Selected text.
--------------------------------------------------

Yes, steps (2, 4, 5) will take locks as you described. Any number of concurrent 
requests could get to step #3 before the write locks have to be taken.

I believe URIs like {$id}-{$version} would be safe because any threads that 
don't get the write locks will restart from the beginning, rather than resuming 
at step #4 or #5. By restarting they would see the latest updates.

However I think you're right that it's better to use {$id}-{$version} in 
archived versions and {$id} alone in the live version. That makes the update 
less dependent on versioning logic. Perhaps more importantly it optimizes 
getting the latest version by id: doc($uri) instead of a search by id and 
collection. Adding a new version means overwriting {$id}-latest and copying the 
old XML to {$id}-{$previous-version}. However I think update speed will remain 
about the same, because you're already doing two updates: removing the 'live' 
collection from {$id}-{$previous-version} and writing to 
{$id}-{$current-version}.

Better still, use something like {$id}/{$version} and {$id}/current. That gives 
you the advantages described above, and also gives you the ability to query all 
versions for an id using cts:directory-query.

-- Mike

On 1 Jul 2014, at 07:53 , Retter, Adam (RBI-UK) <[email protected]> wrote:

> Hi Michael,
> 
> Thanks for your reply. I guess I am still missing something as it is not 
> clear to me how encoding both the id and version into the file URI would help 
> me? I could understand if I was just encoding the id as that will not change 
> over time, however for each request we are potentially writing a different 
> version.
> 
> Example 1
> ========
> For example, if I follow your suggestion of encoding the id and version into 
> the document URI. Let us assume that a document already exists in the 
> database with id=1234 and version=1, therefore the URI is /1234-v1.xml:
> 
> XQuery Thread
> -------------------
> 0) Set transaction mode to 'updating'
> 1) XQuery REST Endpoint - receives an XML document over HTTP POST which is 
> id=1234
> 2) Searches the database for an existing document, which contains an id 
> element with value 1234, and a version element with value 2. It finds the 
> document /1234-v1.xml. (I assume this causes the query transaction to take a 
> READ lock on the document URI /1234-v1.xml?)
> 3) It compares the version of the two documents. The posted document has a 
> new version so it continues.
> 4) Removes the collection 'live' from the document /1234-v1.xml. (Does this 
> take a WRITE lock on /1234-v1.xml?)
> 5) Inserts the posted content into the document /1234-v2.xml into the 
> database and add's it to the 'live' collection. (Does this take a WRITE lock 
> on /1234-v2.xml?)
> 6) Call xdmp:commit (Presumably all READ and WRITE locks are released here?)
> 
> If I have more than one of these threads executing in parallel, it seems to 
> me that through thread pre-emption it is still possible for more than one 
> thread to get to at least complete to  the end of (3) before any sort of lock 
> contention occurs. Imagining there are just two threads in parallel for the 
> moment, I think that means that when the first thread to acquire the lock 
> releases the lock in (6), then the other thread will continue through (4) - 
> (6), is that correct? If so that leads to a different class of errors: a) if 
> both posted documents that initiated the threads both have version=2, then 
> yes I cannot generate a duplicate in the database, as the second thread to 
> complete with overwrite the v2 document of the first thread, but which was 
> meant to be the correct v2? b) If both posted documents have different 
> versions but greater than version=1, then I  may end up with both version=2 
> and version=3 documents in the live collection.

--------------------------------------------------

Source material.
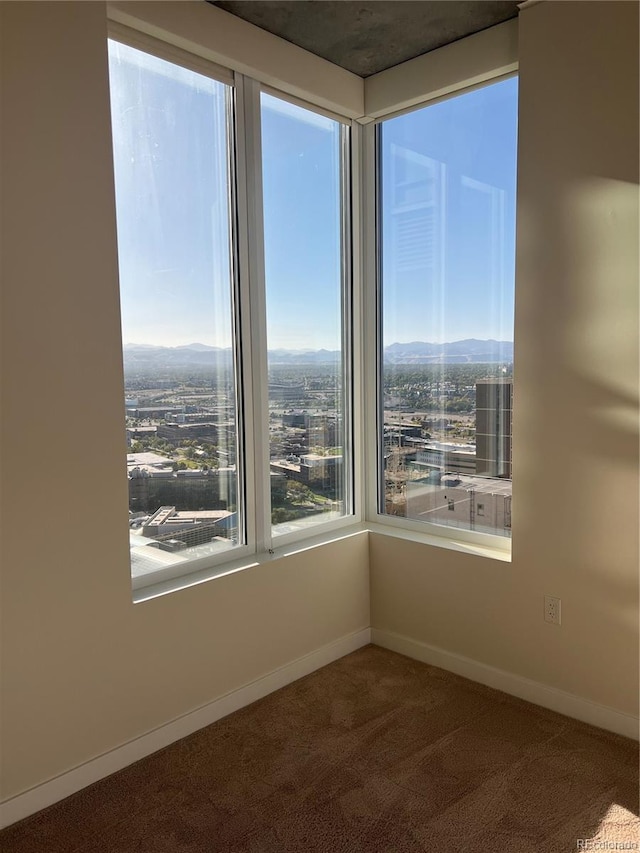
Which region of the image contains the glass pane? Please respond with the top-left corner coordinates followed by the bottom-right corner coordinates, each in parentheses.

--------------------------------------------------

Tasks for this exercise.
a) Can you condense the paragraph in the versioning discussion that begins "However I think you're right" into a bulleted list that keeps its main facts?
b) Could you resume the versioning discussion from its last sentence?
You won't need any of the material.

The responses.
a)
- Use {$id}-{$version} for archived versions and {$id} alone for the live version.
- This makes the update less dependent on versioning logic.
- More importantly, it optimizes getting the latest version by id: doc($uri) instead of a search by id and collection.
- Adding a new version means overwriting {$id}-latest and copying the old XML to {$id}-{$previous-version}.
- Update speed should stay about the same, because the current approach already does two updates: removing the 'live' collection from {$id}-{$previous-version} and writing to {$id}-{$current-version}.

b)
> 
> If I understand you correctly and my assumptions above are correct, then to 
> a) prevent inserting the same version and id, and to b) also prevent 
> inserting the same id and different versions, we would need to re-design our 
> document URI scheme to *just* include the id of the document and *not* the 
> version. Is that correct?
> 
> As you suggested I was considering using xdmp:lock-for-update. Introducing 
> this between steps (1) and steps(2) of the above and taking the lock on the 
> id of our record (i.e. ignoring the version) does indeed seem to fix our 
> issues. Thank you very much for your guidance Mike. If you have any comments 
> or clarifications on what I have written and my assumptions, I would be glad 
> to hear from you further...
> 
> 
> -----Original Message-----
> From: [email protected] 
> [mailto:[email protected]] On Behalf Of Michael Blakeley
> Sent: 30 June 2014 18:47
> To: MarkLogic Developer Discussion
> Subject: Re: [MarkLogic Dev General] Locking and Transactions in REST 
> read+update
> 
> MarkLogic automatically locks document URIs as necessary. The goal is to 
> design your document URIs to enforce whatever constraints you need.
> 
> The best way to avoid a conflict is to build the version into the document 
> URI, as well as having it in the XML. If your URI is something like 
> /{$id}/{$version} then concurrent attempts to insert the same id and version 
> will try to lock the same URI. One of them will win, and the other will 
> retry. This also means step #2 in your process is as simple as 
> exists(doc($uri)) - but not xdmp:exists, because that function won't 
> read-lock the URI.
> 
> If for some reason you can't build the id and version into your URIs, fake it 
> with an intent lock. Use whatever real URI you like, but in the same insert 
> code construct a fake URI with the id and version, and call 
> https://docs.marklogic.com/xdmp:lock-for-update to lock that fake URI 
> explicitly. Again any concurrent requests will have to resolve the conflict, 
> and one will win. You'll still have to check for existing versions in step 
> #2, but at least you'll have a write lock on the id and version.
> 
> Note that conflict resolution can be bad for performance. It's best to design 
> your ingestion process such that conflicts will be rare. Having that step #2 
> helps, but this is another reason to prefer a real id-version URI over an 
> intent lock.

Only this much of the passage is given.